Ricopia parola per parola la parte del brano sui naufragi tra Grecia e Turchia che comincia con "Ieri, altri sei" e prosegue fino a "aveva dodici anni.".

== BRANO SCELTO ==

Dodici bambini sono morti, annegati nelle acque che separano la Grecia dalla Turchia. Nonostante l’assenza di fotografie sulle prime pagine dei giornali, o di immagini su Facebook, la strage continua. Una strage in cui anche i bambini perdono la vita, ma non solo. Oggi, tra l’isola greca di Farmakonissi e le coste turche, un’imbarcazione con a bordo circa 50 persone è affondata: 12 persone hanno perso la vita, tra cui 6 bambini. Nella tragica conta a cui drammaticamente dovremmo essere abituati mancano ancora tredici persone, disperse.
Ieri, altri sei bambini hanno perso la vita. Il gommone su cui viaggiavano insieme ad altri cittadini afghani come loro è affondato tra l’isola greca di Chios e la città turca di Cesme. Tra loro un neonato. Il più grande aveva dodici anni.

===
== ESTRATTO DEI DATI ==

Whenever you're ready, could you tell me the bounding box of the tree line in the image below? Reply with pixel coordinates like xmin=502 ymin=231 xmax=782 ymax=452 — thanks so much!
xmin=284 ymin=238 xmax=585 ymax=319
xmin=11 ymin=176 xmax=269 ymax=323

===

RISPOSTA SCRITTA.
Ieri, altri sei bambini hanno perso la vita. Il gommone su cui viaggiavano insieme ad altri cittadini afghani come loro è affondato tra l’isola greca di Chios e la città turca di Cesme. Tra loro un neonato. Il più grande aveva dodici anni.